# Start of SELECTED EXCERPT

Theodora (c. 870 – 916) was a senatrix and serenissima vestaratrix of Rome. Theodora was married to Theophylact I, Count of Tusculum. The couple shared effective rulership of Rome between 905 and her death in 916. 

Her daughter, Marozia, was the alleged concubine to Pope Sergius III, and mother of Pope John XI. The latter, according to Liutprand of Cremona and the Liber Pontificalis, was fathered by Sergius.  However, the annalist Flodoard (c. 894–966), a direct contemporary of Theodora's, says John XI was the brother of Count Alberic II of Spoleto. Because Alberic II was Marozia's son by her husband Count Alberic I of Spoleto, John was likely the son of Marozia and Alberic I.

# End of SELECTED EXCERPT

• WHAT YOU WILL DO:
[a] Could you rewrite the paragraph of the passage on Theodora that begins "Her daughter, Marozia" as a short list that keeps its main facts?
[b] In the passage on Theodora, can you give the part that begins at the words "Theodora (c. 870" and stops after "death in 916." again, changing "Rome" to "the city"?
[c] How would you translate the sentence "Theodora was married to Theophylact I, Count of Tusculum." from the passage on Theodora into French?

# Start of DATA ROWS

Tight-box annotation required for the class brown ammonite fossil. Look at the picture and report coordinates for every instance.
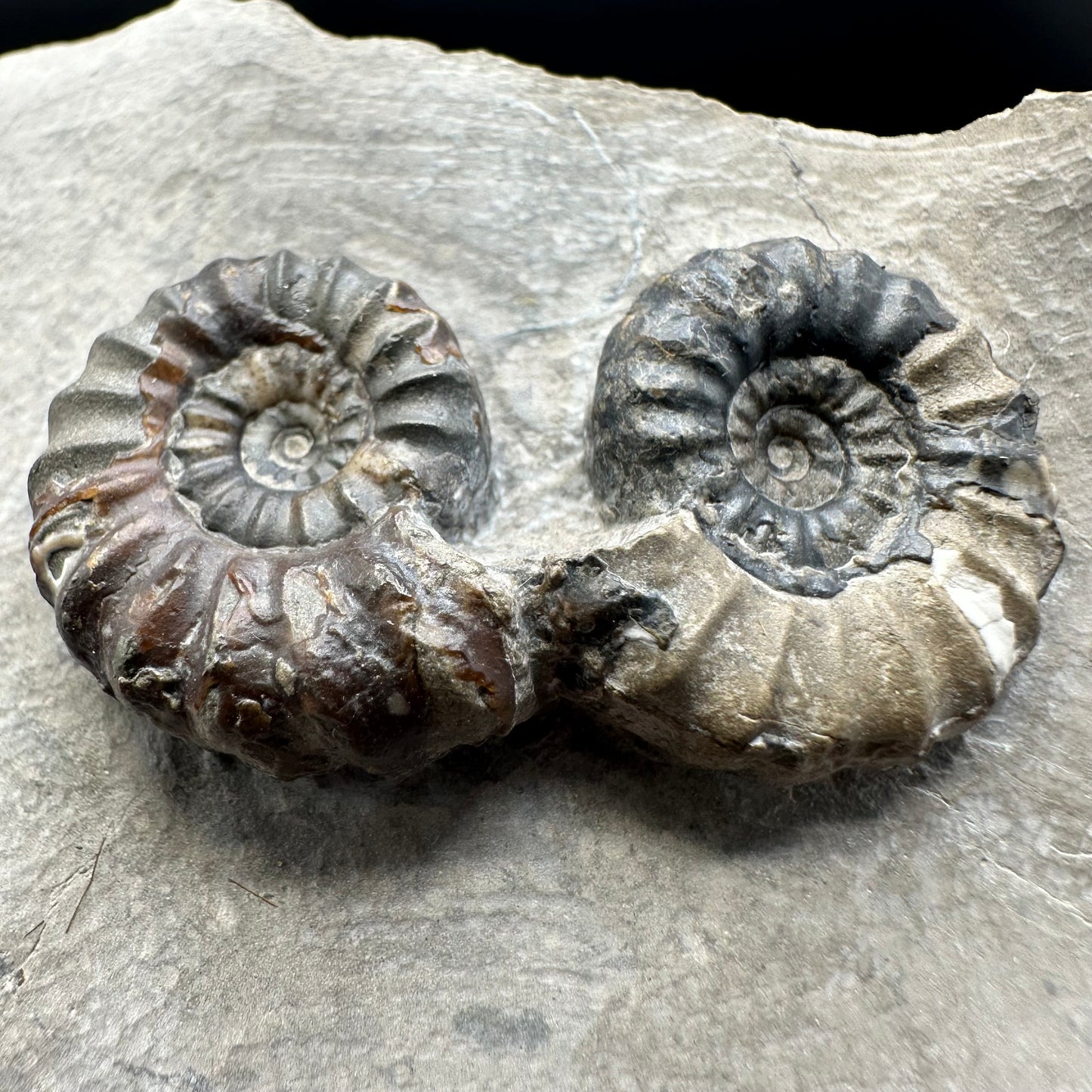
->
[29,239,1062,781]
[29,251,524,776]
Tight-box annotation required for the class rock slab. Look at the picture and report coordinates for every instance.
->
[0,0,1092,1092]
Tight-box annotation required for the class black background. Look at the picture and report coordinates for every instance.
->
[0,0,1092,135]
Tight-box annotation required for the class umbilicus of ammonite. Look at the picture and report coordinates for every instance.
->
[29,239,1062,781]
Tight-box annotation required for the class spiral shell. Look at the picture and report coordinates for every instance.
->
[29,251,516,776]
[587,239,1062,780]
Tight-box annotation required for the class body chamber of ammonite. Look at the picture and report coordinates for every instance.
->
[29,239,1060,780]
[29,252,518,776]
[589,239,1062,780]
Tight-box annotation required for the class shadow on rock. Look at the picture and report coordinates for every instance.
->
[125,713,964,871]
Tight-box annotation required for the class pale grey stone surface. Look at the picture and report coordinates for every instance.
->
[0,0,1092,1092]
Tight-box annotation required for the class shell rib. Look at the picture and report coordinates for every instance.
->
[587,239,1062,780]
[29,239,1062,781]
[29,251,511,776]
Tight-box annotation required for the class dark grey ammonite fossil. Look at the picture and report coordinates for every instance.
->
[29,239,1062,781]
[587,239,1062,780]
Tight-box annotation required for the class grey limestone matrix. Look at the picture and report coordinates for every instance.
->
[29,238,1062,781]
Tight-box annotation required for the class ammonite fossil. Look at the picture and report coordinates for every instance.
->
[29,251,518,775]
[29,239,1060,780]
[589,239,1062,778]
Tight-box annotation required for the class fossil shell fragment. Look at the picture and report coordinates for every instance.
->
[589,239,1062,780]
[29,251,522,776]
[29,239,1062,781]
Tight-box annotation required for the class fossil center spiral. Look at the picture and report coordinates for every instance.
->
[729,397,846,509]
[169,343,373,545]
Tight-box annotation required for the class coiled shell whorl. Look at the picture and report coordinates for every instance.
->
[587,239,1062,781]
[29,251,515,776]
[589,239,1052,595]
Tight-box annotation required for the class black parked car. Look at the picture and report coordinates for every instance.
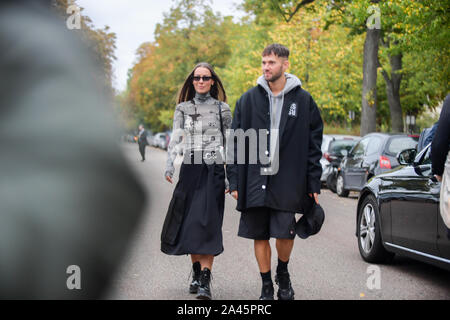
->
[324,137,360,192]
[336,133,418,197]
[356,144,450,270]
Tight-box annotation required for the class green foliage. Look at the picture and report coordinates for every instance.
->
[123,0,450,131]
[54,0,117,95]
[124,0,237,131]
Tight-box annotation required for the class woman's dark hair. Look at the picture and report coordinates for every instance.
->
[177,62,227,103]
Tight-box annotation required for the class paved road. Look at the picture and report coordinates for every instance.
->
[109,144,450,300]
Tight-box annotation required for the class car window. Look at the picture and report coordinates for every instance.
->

# End of DATA ROWS

• ANSWERS TO EACH TASK:
[a]
- Theodora's daughter Marozia was allegedly the concubine of Pope Sergius III and was the mother of Pope John XI.
- Liutprand of Cremona and the Liber Pontificalis say Sergius was John's father.
- Flodoard (c. 894–966), a direct contemporary of Theodora, says John XI was the brother of Count Alberic II of Spoleto.
- Alberic II was Marozia's son by her husband, Count Alberic I of Spoleto, so John was likely the son of Marozia and Alberic I.

[b]
Theodora (c. 870 – 916) was a senatrix and serenissima vestaratrix of the city. Theodora was married to Theophylact I, Count of Tusculum. The couple shared effective rulership of the city between 905 and her death in 916.

[c] Théodora était mariée à Théophylacte Ier, comte de Tusculum.